### [Yang Perlu Dikerjakan]
[1] Dalam teks renungan tentang Mesias, orang banyak menganggap Yesus sebagai siapa saja?
[2] Tuliskan kembali tanpa perubahan bagian teks renungan tentang Mesias yang dibuka dengan kata-kata yang memuat "Mesias bagi Kita" dan ditutup dengan "dalam hidup sehari-hari.".
··· Teks Bacaan
Maria Ratu Damai

Maria Ratu Damai

Sabtu, 12 September 2015

Minggu Biasa XXIV, Tahun B



Mesias bagi Kita

Bacaan Pertama: Yesaya 50:5-9a
Yesaya bernubuat tentang hamba Allah yang setia meskipun harus menanggung penderitaan. Ketaatan dan kerelaan menderita ini karena Allah sebagai penolong dan dilakukan demi keselamatan umat pilihan Allah.

Bacaan Kedua: Yakobus 2:14-18
Yakobus dengan tegas mengatakan bahwa iman tanpa perbuatan pada hakikatnya mati. Iman kepada Allah harus diwujudkan dalam perbuatan nyata untuk memperhatikan dan mencintai sesama. Iman tidak cukup hanya terucap di mulut, namun harus dilaksanakan dalam hidup sehari-hari.

Bacaan Injil: Markus 8:27-35

Bacaan ini menjadi kelanjutan bacaan Minggu lalu. Konteks besarnya adalah Yesus mengadakan perjalanan bersama para murid untuk menjauhi daerah Yerusalem karena orang banyak memaksa-Nya menjadi raja, sementara itu muncul kebencian dalam diri pemuka agama Yahudi dan juga Herodes sebagai raja wilayah kekaisaran Romawi. Dalam Injil Markus ini, dikisahkan Yesus yang bertanya pada para murid siapa Yesus menurut orang banyak dan siapa Yesus menurut para murid. Pertanyaan Yesus ini berkaitan dengan desakan banyak orang yang menghendaki diri-Nya sebagai raja karena telah banyak melakukan mukjizat.
Kehendak banyak orang yang menginginkan Yesus menjadi raja berlatar belakang pemahaman tentang mesianis. Mesias adalah yang terurapi dan membawa pembebasan bagi umat pilihan Allah.  Situasi pada masa itu, bangsa Yahudi ada dalam penjajahan kekaisaran Romawi. Sebagai bangsa jajahan, mereka harus membayar pajak kepada kaisar dan kehidupan sosial-keagamaan diawasi oleh kaum penjajah. Mereka menyangka bahwa Mesias hadir untuk membebaskan bangsa itu dari penjajahan kekaisaran Romawi.
Pendapat orang tentang Yesus menganggap Ia sebagai Yohanes Pembaptis, Elia atau seorang dari antara para nabi. Sebutan-sebutan ini menggambarkan bahwa Yesus sebagai sosok terpilih dan terurapi. Yesus telah banyak mengadakan mukjizat, termasuk menggandakan roti dan ikan untuk banyak orang. Orang banyak menaruh harapan bahwa Yesus layak untuk memimpin mereka menuju pembebasan. Namun demikian, dalam pandangan ini Yesus tetap dianggap sebagai manusia biasa.
Jawaban Petrus tentang diri Yesus menjadi jawaban yang tepat karena Yesus adalah Mesias. Mesias memang hendak membawa penyelamatan dan pembebasan, namun berbeda dengan pemahaman banyak orang dan juga belum sepenuhnya dimengerti oleh para murid Yesus. Seperti gambaran banyak orang, para murid pun masih memahami mesias secara duniawi. Yesus melarang para murid untuk memberitahukan bahwa diri-Nya adalah Mesias karena perbedaan paham ini.
······
··· Cuplikan Data
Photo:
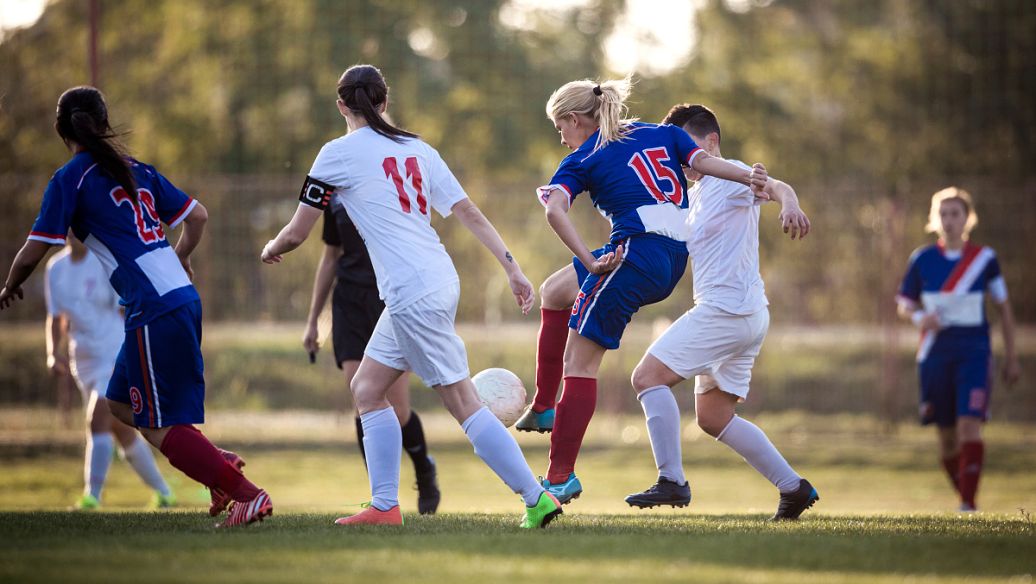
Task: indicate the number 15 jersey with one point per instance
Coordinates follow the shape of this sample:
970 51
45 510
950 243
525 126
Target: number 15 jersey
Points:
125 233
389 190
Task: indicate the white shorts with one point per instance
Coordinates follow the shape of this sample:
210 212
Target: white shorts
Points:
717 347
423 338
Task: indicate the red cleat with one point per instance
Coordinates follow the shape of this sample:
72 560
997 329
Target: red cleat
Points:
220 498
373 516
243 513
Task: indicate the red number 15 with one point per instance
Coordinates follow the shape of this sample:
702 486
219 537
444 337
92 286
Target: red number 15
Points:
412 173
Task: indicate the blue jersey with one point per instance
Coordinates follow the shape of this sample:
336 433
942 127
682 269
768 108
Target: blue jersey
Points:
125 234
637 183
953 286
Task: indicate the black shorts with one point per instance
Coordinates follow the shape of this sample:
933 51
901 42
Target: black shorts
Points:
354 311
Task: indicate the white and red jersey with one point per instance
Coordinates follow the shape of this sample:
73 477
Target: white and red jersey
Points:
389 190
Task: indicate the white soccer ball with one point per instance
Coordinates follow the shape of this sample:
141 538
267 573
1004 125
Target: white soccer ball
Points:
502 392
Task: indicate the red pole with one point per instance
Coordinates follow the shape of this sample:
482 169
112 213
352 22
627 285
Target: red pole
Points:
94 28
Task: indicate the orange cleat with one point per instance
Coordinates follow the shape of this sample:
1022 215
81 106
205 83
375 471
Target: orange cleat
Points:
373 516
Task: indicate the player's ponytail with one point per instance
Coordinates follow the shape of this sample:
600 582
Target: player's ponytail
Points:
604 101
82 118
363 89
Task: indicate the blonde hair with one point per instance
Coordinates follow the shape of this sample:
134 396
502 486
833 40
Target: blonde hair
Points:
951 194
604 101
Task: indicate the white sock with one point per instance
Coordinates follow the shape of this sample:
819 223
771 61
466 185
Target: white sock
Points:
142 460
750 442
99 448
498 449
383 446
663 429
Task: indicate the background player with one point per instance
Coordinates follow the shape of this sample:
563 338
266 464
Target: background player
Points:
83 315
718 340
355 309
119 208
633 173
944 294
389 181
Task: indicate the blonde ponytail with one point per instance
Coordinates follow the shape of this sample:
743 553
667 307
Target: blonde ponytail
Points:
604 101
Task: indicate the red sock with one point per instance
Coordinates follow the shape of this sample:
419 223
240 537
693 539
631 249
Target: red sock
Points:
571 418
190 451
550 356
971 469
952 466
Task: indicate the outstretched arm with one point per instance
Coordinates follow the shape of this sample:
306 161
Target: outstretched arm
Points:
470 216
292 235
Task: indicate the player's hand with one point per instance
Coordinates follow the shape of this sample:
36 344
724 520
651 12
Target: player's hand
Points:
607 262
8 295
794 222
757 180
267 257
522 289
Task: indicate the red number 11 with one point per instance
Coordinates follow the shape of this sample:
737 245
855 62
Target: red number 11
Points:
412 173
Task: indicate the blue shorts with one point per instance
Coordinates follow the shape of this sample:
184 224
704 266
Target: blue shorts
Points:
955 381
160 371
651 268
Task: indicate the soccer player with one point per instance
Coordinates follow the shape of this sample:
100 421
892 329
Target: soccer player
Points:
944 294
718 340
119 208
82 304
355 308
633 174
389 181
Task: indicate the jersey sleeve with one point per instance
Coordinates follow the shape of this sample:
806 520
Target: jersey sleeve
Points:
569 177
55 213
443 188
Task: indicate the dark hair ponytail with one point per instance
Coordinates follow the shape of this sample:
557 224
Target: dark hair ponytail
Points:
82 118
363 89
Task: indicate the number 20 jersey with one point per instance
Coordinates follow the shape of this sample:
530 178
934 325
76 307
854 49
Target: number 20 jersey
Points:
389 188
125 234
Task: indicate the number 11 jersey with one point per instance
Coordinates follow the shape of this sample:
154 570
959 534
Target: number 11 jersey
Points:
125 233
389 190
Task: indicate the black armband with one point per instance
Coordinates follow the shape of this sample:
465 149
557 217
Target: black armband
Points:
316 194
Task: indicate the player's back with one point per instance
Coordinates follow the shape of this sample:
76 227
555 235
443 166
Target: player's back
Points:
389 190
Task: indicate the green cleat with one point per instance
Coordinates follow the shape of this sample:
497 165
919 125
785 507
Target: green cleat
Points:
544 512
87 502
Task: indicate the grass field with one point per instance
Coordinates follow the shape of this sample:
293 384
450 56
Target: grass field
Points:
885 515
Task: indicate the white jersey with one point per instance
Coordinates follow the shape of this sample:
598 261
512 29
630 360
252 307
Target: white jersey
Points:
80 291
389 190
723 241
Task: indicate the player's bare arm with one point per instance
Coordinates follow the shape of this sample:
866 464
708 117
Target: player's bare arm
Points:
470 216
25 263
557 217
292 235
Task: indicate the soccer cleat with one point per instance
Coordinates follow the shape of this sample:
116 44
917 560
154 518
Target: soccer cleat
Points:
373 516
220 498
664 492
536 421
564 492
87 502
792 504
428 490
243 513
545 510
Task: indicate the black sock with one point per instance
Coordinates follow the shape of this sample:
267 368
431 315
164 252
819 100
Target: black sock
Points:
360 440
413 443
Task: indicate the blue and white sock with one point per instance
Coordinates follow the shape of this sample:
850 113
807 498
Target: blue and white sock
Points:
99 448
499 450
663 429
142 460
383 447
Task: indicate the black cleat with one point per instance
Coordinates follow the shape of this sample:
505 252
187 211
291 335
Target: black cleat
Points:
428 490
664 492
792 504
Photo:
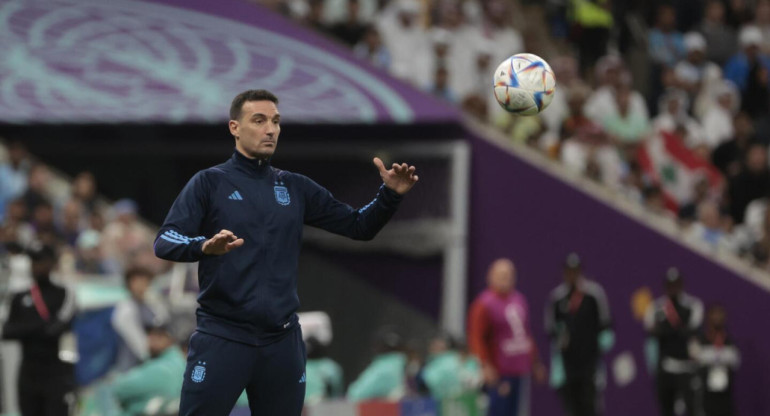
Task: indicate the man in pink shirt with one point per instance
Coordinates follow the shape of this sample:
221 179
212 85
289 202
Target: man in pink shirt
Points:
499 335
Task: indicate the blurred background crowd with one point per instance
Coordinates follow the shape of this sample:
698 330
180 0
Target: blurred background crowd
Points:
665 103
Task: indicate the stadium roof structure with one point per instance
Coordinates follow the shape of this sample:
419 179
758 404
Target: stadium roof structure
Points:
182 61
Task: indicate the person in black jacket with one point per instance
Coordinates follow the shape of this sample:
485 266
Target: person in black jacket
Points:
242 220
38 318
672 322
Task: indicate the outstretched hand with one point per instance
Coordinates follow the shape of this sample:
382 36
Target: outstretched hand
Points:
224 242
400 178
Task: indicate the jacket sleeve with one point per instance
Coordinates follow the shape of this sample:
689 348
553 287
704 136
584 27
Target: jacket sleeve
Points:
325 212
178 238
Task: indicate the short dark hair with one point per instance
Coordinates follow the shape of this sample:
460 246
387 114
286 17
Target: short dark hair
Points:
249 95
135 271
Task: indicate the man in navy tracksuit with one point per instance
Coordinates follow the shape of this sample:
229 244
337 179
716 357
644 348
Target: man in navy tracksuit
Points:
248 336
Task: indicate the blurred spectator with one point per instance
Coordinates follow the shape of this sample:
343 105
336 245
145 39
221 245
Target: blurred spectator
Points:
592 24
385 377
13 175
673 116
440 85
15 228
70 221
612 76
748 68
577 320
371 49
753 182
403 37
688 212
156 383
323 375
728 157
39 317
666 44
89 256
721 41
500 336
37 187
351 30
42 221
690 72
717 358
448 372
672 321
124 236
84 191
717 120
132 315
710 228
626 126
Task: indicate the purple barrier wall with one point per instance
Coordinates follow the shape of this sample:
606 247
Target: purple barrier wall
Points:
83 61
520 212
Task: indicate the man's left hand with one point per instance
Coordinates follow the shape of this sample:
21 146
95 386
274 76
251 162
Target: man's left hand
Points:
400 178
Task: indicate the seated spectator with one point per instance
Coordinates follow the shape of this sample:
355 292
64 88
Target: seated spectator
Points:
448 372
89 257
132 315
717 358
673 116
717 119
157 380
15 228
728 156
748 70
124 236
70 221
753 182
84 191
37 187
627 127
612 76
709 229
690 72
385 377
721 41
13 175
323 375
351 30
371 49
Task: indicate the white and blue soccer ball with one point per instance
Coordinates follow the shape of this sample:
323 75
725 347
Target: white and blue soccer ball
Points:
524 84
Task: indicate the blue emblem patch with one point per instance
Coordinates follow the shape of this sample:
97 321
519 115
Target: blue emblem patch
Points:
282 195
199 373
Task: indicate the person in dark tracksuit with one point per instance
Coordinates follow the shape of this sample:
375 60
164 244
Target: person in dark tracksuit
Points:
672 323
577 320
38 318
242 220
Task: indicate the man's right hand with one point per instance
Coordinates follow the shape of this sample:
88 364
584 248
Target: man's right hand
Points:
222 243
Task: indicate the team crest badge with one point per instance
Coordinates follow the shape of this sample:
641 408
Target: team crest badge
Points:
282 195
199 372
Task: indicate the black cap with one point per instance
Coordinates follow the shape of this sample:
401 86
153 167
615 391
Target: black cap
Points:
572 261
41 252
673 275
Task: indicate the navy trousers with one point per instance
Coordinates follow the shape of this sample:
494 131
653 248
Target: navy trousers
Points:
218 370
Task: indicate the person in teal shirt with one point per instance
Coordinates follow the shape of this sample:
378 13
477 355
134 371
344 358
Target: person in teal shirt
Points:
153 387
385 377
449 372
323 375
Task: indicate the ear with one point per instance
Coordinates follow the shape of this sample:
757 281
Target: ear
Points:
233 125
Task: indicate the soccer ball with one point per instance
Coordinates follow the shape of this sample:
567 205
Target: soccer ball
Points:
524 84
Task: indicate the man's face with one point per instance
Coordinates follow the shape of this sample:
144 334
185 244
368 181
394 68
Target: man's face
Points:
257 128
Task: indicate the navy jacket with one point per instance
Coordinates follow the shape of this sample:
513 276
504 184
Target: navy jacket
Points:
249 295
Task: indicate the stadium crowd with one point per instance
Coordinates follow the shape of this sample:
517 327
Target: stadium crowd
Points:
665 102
······
### [Jawaban Tertulis]
[1] Yohanes Pembaptis, Elia, atau seorang dari antara para nabi.

[2]
Mesias bagi Kita

Bacaan Pertama: Yesaya 50:5-9a
Yesaya bernubuat tentang hamba Allah yang setia meskipun harus menanggung penderitaan. Ketaatan dan kerelaan menderita ini karena Allah sebagai penolong dan dilakukan demi keselamatan umat pilihan Allah.

Bacaan Kedua: Yakobus 2:14-18
Yakobus dengan tegas mengatakan bahwa iman tanpa perbuatan pada hakikatnya mati. Iman kepada Allah harus diwujudkan dalam perbuatan nyata untuk memperhatikan dan mencintai sesama. Iman tidak cukup hanya terucap di mulut, namun harus dilaksanakan dalam hidup sehari-hari.